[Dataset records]
━━━━━━━━━━━━━━━━

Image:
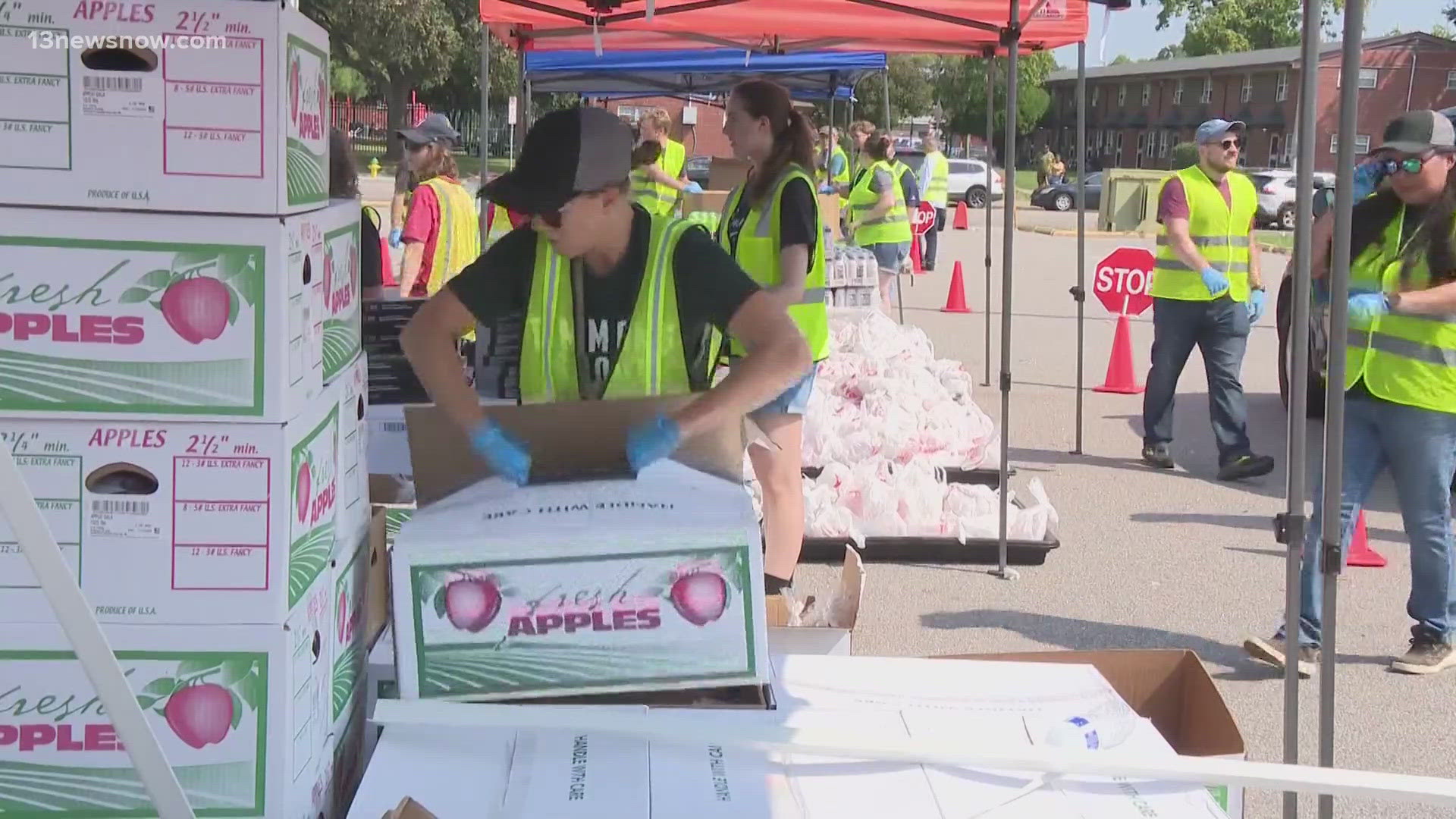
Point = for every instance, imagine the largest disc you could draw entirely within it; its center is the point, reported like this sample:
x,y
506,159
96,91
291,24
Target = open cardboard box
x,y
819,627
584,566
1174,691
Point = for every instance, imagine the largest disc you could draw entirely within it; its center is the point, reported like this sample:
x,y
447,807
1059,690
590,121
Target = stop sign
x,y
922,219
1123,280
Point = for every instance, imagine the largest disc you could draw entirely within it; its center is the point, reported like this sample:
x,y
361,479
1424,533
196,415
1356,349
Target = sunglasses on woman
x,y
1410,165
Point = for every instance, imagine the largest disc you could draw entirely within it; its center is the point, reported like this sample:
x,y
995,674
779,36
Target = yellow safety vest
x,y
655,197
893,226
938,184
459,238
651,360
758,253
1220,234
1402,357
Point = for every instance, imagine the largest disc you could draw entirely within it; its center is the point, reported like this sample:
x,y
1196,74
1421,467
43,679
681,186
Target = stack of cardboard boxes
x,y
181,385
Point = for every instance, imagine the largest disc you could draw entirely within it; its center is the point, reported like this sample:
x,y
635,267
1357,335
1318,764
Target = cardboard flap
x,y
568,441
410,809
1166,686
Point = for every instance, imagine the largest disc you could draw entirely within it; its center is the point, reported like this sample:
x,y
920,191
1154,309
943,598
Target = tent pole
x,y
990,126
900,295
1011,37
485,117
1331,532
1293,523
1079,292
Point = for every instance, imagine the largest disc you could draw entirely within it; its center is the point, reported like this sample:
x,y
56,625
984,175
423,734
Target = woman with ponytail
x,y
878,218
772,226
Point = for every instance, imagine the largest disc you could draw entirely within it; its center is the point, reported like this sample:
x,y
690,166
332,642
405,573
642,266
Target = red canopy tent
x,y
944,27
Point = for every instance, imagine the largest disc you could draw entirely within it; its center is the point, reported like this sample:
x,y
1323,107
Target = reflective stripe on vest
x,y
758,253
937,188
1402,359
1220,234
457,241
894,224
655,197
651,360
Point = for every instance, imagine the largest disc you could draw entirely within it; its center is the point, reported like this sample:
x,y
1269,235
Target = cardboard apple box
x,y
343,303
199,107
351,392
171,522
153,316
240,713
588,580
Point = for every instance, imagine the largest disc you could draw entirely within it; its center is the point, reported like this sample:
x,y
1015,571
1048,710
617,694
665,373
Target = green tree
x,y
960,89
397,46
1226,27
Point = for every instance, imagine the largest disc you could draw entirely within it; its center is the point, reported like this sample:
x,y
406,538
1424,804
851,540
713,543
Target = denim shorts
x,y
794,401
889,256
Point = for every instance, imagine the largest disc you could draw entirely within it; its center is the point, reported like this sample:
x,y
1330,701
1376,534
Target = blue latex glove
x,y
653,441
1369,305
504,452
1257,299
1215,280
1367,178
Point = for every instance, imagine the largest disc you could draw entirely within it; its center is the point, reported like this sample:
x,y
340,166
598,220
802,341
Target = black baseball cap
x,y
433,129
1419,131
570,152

━━━━━━━━━━━━━━━━

WORK TO BE COMPLETED — Print out every record above exactly as given. Do not include the pictures.

EXERCISE RESPONSE —
Image:
Point = for every instance, imagine the largest disc you could draw entirely within it; its center is the point, reported like this sample:
x,y
506,159
96,91
291,24
Target = open cardboard box
x,y
819,627
584,566
1174,691
Point = for every instance, imagine the largest disc you could draw entirely within it; its center is the point, reported like this sample:
x,y
447,807
1059,690
590,121
Target = stop sign
x,y
922,219
1123,280
Point = for every instance, imagine the largest disc you could draw entirely within it; its center is the point, reported like this sample:
x,y
361,479
1424,533
196,415
1356,349
Target = sunglasses on woman
x,y
1410,165
Point = for every instance, imagine the largest disc you could draw entirely within it; its center is the point, reported like this sample:
x,y
995,674
779,36
Target = yellow safety vest
x,y
655,197
893,226
938,184
459,238
651,360
758,253
1220,234
1402,357
Point = for every instance, imagine the largest disc you could draw entirely within it; its center is the point, reported like this sample:
x,y
1196,74
1421,467
43,679
681,186
Target = stack of cardboard boxes
x,y
181,385
Point = for every instance, imagine the largest disc you could draw entirely within it; its center is the point, reported like this sample:
x,y
635,267
1357,335
1318,764
Target = cardboard flap
x,y
568,441
410,809
1166,686
Point = for every instance, imagine the largest disc you could draw entirely within it; its center is the point, reported like this sample:
x,y
920,191
1154,309
943,598
Target = tent pole
x,y
990,126
900,295
1011,37
485,117
1331,532
1293,523
1079,292
Point = for every instance, imagine the largest disc you could draw entirely within it; its center is the point, reported like this sample:
x,y
56,625
984,175
423,734
Target = woman with ponytail
x,y
878,218
772,226
Point = for every instance, imagine the largest disc you could draw entirely within it; its center is the point, reported like this sample:
x,y
690,166
332,642
405,573
642,266
Target = red canopy tent
x,y
944,27
Point = for every instance, imagine the largest disc you could draw entirely within it; its center is the point, reported like this sample:
x,y
1323,107
Target = reflective stripe on vest
x,y
758,253
937,188
1402,359
1220,234
457,241
894,224
655,197
651,360
Point = for every instance, imagine the largest disc you could draw entirely within it; its center is the point, reported like this sample:
x,y
1269,235
Target = cardboard apple box
x,y
343,303
199,107
351,392
171,522
153,316
240,713
588,580
Point = for every instance, imagine the largest disc you could draw entirely within it; its center is the point, reported like this sample:
x,y
1015,571
1048,710
617,694
665,373
Target = green tree
x,y
960,89
397,46
1226,27
Point = for every instance, imagine the largest disc you could draw entirely within it; its center is the point, reported like this sample:
x,y
406,538
1424,804
851,540
713,543
Target = denim shorts
x,y
794,401
889,256
Point = for every instance, imagine the largest disc you could draw entirely within it; its center is the point, reported like this sample:
x,y
1330,701
1376,534
Target = blue latex glove
x,y
653,441
1369,305
504,452
1257,299
1215,280
1367,178
Point = for every instance, imagine the largest disc you could draw entirely within it; its center is the point, reported like this sample:
x,y
340,166
598,220
802,341
Target = black baseball cap
x,y
433,129
1419,131
570,152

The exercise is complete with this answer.